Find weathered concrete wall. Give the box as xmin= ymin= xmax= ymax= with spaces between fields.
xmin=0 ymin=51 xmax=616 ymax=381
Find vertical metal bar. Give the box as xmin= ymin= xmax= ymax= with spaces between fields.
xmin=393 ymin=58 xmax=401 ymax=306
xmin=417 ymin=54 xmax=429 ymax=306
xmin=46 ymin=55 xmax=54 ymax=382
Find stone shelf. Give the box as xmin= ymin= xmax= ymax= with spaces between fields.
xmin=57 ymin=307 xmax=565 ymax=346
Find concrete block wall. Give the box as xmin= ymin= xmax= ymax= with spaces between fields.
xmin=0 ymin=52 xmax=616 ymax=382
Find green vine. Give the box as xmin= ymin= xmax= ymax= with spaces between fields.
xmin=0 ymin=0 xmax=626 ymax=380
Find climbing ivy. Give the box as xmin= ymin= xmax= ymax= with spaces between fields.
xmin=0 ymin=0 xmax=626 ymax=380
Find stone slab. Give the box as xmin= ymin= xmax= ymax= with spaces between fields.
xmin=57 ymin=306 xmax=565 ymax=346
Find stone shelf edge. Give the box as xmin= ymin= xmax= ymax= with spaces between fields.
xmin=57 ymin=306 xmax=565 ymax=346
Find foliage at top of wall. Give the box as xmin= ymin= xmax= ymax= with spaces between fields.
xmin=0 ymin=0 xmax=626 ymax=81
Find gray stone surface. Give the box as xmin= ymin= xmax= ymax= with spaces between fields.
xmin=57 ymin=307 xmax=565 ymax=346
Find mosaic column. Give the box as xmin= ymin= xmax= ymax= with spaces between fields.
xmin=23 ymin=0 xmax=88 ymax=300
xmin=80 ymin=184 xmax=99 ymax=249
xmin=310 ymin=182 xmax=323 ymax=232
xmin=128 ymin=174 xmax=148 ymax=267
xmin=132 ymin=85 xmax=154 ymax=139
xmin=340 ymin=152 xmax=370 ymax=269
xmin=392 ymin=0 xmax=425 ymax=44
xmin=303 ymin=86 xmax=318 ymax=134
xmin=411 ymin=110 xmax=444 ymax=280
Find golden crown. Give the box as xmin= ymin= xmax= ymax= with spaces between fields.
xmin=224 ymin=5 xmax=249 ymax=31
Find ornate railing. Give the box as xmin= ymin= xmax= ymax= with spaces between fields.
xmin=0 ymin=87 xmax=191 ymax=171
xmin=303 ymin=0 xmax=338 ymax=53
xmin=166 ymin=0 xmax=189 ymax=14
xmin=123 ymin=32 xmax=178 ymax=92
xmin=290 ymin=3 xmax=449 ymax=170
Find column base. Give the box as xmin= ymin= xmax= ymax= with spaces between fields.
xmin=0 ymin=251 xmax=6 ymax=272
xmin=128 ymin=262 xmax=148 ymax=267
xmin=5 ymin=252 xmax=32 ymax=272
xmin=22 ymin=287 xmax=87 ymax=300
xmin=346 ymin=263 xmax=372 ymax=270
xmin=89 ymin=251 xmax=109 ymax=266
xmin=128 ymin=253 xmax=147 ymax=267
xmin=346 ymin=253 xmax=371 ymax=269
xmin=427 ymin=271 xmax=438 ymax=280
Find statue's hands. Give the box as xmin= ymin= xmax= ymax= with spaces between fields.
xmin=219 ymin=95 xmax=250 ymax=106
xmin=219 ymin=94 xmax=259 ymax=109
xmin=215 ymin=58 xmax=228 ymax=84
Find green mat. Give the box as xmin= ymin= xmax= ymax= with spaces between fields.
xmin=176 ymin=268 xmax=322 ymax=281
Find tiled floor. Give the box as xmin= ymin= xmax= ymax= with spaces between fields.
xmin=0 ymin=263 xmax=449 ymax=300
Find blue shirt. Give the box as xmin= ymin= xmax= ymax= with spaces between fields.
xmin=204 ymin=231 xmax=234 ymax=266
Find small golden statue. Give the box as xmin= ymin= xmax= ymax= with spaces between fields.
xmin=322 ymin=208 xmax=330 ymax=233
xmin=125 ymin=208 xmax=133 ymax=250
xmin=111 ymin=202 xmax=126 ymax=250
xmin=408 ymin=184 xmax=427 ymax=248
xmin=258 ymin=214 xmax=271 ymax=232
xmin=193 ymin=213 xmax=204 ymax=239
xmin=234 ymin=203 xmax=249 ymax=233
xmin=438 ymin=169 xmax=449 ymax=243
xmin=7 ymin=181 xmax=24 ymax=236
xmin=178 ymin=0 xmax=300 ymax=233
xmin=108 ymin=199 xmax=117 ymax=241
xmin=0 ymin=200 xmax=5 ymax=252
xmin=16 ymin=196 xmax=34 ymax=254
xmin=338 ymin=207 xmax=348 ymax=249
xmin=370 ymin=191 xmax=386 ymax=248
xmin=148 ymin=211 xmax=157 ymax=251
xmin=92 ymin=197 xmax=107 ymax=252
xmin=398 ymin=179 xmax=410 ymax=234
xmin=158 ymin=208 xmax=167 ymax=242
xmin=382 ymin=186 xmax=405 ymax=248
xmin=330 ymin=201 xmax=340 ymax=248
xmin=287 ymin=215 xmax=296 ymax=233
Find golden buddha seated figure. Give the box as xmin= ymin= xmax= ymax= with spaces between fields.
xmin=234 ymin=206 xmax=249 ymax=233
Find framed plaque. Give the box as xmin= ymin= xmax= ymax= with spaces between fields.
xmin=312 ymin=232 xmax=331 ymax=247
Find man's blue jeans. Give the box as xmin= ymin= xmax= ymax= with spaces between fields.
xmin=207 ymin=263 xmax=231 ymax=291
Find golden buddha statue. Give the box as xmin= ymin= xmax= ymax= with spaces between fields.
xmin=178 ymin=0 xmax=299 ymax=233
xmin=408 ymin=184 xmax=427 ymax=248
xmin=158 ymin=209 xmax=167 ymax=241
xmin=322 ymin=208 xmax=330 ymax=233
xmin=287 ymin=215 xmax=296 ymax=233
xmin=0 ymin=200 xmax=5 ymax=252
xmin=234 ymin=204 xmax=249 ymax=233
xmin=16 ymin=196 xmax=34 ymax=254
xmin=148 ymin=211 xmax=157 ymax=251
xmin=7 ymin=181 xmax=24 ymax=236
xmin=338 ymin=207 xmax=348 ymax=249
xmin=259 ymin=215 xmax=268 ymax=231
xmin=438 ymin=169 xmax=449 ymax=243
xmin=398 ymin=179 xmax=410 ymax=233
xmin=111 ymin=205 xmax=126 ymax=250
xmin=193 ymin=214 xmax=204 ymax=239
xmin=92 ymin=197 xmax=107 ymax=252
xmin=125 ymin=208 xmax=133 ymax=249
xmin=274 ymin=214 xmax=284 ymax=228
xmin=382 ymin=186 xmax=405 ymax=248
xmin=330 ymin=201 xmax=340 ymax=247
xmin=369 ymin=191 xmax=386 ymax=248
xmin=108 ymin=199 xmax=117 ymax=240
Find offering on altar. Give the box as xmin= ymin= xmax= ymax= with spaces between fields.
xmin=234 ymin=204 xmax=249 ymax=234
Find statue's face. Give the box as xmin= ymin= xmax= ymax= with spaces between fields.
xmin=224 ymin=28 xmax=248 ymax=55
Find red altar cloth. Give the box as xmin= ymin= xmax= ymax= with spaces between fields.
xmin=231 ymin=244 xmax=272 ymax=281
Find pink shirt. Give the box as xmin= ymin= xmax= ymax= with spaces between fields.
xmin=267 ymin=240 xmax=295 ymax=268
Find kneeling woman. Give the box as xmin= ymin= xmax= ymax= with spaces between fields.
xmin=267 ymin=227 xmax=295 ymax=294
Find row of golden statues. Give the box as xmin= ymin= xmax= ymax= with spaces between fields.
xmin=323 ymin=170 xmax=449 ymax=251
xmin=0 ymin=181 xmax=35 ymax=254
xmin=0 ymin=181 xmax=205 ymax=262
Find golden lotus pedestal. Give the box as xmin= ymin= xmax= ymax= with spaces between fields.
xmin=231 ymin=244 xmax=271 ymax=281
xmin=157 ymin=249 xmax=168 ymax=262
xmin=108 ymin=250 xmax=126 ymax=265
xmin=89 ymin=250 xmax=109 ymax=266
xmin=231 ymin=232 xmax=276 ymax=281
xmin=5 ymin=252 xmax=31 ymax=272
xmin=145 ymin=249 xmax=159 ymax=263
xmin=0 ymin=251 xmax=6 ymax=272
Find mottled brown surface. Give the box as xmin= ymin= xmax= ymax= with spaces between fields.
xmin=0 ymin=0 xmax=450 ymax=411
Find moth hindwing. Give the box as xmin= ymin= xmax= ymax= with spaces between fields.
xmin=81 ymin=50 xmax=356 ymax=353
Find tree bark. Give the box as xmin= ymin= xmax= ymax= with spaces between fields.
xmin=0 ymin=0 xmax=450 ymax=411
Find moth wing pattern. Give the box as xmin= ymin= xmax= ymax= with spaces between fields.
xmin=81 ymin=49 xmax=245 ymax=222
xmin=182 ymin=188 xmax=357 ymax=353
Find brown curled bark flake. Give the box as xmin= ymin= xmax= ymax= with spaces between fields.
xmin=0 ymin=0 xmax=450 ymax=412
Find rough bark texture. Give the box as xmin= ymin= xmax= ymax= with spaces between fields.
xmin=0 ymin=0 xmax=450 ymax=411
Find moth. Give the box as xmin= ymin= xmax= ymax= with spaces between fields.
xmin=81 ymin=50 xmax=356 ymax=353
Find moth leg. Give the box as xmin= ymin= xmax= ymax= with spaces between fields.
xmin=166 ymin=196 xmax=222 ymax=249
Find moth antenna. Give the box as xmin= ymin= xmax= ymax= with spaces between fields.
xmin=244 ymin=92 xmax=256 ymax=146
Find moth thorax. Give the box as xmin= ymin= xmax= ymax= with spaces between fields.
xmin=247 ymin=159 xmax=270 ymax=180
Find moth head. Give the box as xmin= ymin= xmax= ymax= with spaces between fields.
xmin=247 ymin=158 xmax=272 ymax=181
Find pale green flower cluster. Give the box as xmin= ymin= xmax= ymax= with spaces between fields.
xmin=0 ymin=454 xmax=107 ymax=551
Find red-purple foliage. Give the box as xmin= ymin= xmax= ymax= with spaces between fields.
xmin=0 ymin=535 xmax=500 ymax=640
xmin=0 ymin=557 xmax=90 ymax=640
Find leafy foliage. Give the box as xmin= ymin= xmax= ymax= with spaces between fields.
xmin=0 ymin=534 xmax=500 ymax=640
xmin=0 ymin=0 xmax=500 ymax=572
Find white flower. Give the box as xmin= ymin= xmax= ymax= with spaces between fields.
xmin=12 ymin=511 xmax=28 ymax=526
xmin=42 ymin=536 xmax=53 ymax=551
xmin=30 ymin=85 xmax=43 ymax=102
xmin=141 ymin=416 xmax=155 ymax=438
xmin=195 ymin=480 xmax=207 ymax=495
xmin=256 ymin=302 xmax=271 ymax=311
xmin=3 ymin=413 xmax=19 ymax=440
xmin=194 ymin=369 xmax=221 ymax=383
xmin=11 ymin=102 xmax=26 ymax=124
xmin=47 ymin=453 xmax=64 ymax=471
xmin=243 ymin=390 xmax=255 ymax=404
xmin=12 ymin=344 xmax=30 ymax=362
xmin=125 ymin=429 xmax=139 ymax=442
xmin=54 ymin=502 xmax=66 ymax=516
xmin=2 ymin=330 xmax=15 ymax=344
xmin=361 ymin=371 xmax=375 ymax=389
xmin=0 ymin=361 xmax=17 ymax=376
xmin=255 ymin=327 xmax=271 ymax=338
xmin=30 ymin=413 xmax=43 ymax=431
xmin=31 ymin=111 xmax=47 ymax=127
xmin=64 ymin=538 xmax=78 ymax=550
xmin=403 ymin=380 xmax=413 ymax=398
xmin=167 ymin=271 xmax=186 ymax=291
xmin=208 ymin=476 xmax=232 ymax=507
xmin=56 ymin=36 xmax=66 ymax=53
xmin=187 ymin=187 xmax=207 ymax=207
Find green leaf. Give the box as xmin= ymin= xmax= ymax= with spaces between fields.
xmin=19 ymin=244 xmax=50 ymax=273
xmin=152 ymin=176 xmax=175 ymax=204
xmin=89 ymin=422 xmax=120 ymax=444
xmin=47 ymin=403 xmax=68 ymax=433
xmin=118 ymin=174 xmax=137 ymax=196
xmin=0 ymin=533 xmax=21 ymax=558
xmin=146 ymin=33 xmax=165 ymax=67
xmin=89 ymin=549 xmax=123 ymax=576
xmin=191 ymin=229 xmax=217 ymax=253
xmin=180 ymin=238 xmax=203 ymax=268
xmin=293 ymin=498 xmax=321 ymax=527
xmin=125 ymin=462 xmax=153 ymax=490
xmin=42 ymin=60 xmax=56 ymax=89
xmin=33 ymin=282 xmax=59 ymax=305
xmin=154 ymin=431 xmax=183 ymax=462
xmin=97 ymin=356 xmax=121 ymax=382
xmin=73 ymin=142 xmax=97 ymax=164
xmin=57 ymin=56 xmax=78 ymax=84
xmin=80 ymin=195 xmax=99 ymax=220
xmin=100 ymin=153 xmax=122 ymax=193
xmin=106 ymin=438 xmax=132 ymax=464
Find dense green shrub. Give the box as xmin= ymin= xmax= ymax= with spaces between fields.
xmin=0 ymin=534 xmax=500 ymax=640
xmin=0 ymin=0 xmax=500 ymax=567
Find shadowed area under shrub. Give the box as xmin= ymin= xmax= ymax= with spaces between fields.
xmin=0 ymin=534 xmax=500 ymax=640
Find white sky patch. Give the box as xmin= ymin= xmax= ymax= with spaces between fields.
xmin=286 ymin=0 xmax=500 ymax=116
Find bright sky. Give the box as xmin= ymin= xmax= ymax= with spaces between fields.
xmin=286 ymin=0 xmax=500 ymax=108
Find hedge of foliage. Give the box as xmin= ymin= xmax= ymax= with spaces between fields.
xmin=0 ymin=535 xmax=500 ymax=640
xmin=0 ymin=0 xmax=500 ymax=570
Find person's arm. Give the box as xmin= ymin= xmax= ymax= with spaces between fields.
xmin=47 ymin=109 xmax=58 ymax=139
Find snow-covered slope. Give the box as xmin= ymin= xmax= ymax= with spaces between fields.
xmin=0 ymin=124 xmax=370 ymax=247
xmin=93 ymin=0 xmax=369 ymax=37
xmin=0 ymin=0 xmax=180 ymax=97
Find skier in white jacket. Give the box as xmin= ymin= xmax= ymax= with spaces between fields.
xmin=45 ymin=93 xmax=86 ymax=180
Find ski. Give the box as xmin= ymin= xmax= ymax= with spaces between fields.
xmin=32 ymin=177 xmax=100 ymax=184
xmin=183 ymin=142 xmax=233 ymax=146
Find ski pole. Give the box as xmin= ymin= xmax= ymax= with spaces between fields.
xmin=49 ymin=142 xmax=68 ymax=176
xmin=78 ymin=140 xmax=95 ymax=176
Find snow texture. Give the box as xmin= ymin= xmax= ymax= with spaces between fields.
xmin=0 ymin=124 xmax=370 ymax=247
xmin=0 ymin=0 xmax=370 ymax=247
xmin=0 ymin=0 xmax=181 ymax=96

**********

Goal — Each line from the one containing "Find white sky" to the final line of the entries above must be returned exactly, and no other line may appear.

Written answer —
Find white sky patch. Give the box as xmin= ymin= xmax= ymax= with spaces between fields.
xmin=286 ymin=0 xmax=500 ymax=116
Find bright sky. Give the box as xmin= ymin= xmax= ymax= with spaces between fields.
xmin=286 ymin=0 xmax=500 ymax=108
Find hedge of foliage. Give the box as xmin= ymin= xmax= ymax= with spaces between fields.
xmin=0 ymin=535 xmax=500 ymax=640
xmin=0 ymin=0 xmax=500 ymax=570
Find person's arm. Give the box as xmin= ymin= xmax= ymax= with spaces between fields.
xmin=47 ymin=109 xmax=58 ymax=139
Find snow-covered slope. Give the box as xmin= ymin= xmax= ymax= with spaces between fields.
xmin=0 ymin=124 xmax=370 ymax=247
xmin=93 ymin=0 xmax=369 ymax=37
xmin=0 ymin=0 xmax=180 ymax=97
Find skier in white jacket. Give the box as xmin= ymin= xmax= ymax= with spaces between fields.
xmin=45 ymin=93 xmax=86 ymax=180
Find ski. Give the box as xmin= ymin= xmax= ymax= with spaces between fields.
xmin=32 ymin=177 xmax=100 ymax=184
xmin=183 ymin=142 xmax=233 ymax=146
Find ski pole. Give the box as xmin= ymin= xmax= ymax= with spaces between fields.
xmin=49 ymin=142 xmax=68 ymax=176
xmin=78 ymin=140 xmax=95 ymax=176
Find snow texture. Give the box as xmin= ymin= xmax= ymax= with spaces between fields.
xmin=0 ymin=124 xmax=370 ymax=247
xmin=0 ymin=0 xmax=370 ymax=247
xmin=0 ymin=0 xmax=181 ymax=96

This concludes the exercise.